## What to work on
Count the lines in the records below that contain the string "blurred". Give only the number.

## Provided material
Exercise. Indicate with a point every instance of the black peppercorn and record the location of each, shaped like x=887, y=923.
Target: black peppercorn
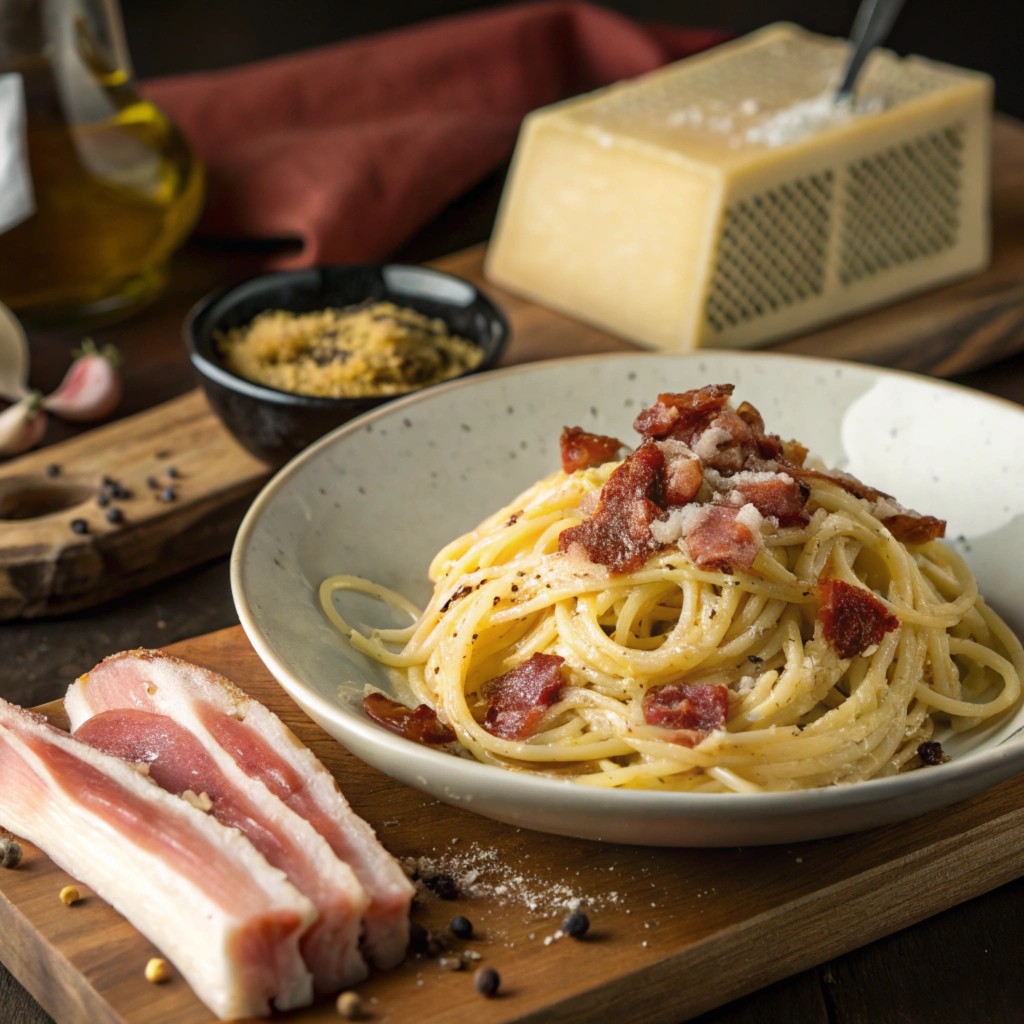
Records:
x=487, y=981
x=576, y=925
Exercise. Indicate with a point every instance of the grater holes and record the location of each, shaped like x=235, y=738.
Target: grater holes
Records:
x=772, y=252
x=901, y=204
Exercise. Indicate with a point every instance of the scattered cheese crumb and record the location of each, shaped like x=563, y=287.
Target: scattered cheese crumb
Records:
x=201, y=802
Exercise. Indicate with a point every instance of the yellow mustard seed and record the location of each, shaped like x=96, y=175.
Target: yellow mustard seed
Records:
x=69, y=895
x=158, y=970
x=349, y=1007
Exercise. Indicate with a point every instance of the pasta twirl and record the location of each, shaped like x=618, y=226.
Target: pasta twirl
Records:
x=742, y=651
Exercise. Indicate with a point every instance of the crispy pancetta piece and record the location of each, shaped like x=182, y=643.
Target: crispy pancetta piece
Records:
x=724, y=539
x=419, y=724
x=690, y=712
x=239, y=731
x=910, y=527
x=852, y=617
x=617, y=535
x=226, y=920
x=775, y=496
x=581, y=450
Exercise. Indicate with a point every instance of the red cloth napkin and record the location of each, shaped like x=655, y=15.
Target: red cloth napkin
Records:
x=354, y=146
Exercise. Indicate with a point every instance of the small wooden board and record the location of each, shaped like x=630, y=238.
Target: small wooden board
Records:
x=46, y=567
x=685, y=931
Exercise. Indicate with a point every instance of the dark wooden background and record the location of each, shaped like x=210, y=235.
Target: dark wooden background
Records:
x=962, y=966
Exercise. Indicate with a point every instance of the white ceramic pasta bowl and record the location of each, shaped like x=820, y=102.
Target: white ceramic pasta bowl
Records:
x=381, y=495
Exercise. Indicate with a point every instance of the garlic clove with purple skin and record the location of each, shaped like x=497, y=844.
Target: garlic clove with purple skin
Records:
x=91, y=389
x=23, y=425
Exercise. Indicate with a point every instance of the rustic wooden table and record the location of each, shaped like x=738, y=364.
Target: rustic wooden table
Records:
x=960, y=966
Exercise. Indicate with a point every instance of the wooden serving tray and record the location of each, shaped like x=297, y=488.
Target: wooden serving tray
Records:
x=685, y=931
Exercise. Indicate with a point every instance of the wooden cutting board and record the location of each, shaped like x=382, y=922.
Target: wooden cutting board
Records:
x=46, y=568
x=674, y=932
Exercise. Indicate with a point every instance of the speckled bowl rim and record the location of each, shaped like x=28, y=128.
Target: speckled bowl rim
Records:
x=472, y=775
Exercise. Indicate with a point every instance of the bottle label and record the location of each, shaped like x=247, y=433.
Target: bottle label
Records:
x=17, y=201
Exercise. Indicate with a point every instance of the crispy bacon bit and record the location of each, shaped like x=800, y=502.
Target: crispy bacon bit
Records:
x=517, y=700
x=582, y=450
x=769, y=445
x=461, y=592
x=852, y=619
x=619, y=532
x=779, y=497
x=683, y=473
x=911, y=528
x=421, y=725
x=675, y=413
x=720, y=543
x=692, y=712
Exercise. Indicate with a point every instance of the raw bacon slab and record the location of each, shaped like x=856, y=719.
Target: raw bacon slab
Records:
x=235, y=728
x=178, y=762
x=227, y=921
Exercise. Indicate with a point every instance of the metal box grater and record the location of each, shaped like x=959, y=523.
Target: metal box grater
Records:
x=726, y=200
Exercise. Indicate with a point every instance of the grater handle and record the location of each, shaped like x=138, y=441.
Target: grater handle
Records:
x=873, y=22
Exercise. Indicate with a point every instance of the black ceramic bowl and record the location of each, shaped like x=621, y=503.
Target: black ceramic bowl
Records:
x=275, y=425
...
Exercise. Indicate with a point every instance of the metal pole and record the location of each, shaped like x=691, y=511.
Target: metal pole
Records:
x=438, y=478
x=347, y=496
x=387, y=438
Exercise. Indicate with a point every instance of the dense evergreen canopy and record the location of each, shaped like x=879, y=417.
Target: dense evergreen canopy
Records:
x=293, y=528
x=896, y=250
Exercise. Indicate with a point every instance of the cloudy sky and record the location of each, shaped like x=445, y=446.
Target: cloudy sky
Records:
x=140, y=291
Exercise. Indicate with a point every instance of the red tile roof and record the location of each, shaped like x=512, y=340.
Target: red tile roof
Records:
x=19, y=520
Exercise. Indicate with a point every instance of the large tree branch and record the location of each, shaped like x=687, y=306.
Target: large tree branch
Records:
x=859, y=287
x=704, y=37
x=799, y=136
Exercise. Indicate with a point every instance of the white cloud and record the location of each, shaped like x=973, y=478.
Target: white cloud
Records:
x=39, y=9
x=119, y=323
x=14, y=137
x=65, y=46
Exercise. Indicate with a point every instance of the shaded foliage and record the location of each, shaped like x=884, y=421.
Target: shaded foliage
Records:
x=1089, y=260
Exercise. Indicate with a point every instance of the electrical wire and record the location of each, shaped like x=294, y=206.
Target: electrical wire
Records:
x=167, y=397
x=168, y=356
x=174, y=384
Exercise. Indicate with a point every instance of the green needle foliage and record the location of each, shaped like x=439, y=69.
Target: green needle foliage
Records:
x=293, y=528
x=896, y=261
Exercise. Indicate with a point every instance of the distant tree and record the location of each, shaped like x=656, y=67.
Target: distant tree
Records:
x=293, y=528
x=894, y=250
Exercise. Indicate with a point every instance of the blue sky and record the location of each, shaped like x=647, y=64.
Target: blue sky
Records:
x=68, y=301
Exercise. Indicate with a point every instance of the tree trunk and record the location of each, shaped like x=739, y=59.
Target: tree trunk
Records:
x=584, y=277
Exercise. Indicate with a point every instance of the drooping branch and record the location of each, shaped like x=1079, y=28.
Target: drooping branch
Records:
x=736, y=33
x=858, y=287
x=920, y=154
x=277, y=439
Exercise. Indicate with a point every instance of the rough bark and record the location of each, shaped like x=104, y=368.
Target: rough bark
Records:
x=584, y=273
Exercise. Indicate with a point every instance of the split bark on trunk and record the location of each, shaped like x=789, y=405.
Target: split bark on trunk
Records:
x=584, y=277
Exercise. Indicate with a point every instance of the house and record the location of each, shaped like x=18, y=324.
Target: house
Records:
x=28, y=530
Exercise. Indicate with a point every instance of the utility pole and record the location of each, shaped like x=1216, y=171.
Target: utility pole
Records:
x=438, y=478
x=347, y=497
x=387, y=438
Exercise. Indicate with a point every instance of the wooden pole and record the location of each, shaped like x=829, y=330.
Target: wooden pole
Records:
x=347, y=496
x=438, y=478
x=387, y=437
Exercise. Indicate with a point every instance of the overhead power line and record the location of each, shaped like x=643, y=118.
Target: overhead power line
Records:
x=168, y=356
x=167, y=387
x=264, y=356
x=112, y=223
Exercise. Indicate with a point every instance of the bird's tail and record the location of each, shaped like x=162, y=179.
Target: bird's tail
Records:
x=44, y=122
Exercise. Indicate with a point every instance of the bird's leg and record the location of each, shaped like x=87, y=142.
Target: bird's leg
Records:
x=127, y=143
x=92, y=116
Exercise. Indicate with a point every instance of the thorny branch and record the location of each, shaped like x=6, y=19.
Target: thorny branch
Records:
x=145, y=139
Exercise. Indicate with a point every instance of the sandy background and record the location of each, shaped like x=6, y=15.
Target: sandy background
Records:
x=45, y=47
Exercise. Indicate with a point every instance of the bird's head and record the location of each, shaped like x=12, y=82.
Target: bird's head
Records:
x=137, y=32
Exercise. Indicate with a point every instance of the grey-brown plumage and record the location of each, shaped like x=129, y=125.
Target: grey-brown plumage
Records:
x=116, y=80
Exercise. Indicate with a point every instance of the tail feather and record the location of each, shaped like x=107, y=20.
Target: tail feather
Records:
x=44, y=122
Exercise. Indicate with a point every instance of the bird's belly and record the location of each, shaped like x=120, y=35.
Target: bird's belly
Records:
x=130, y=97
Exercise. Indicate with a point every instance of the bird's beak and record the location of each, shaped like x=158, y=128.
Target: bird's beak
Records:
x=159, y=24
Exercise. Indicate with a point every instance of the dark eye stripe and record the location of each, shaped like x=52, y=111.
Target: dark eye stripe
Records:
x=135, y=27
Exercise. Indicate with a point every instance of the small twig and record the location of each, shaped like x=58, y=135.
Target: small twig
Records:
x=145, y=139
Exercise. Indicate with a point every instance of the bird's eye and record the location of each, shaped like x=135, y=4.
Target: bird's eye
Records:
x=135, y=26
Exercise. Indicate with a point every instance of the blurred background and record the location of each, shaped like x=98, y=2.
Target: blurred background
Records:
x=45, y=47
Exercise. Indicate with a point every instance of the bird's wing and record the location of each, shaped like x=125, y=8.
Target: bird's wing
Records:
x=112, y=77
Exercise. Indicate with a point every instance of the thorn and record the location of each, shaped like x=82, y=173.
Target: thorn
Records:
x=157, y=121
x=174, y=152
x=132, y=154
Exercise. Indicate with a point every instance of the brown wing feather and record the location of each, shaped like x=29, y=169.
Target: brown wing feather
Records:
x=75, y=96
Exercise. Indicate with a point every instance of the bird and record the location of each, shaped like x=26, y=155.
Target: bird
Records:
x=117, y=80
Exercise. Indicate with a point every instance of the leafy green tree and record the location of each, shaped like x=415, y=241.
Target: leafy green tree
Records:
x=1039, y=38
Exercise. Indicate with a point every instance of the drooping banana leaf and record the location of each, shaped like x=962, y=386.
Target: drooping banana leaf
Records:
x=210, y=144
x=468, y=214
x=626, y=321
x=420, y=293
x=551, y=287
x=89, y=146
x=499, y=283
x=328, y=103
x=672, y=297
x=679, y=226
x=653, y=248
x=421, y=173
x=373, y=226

## Written solution
2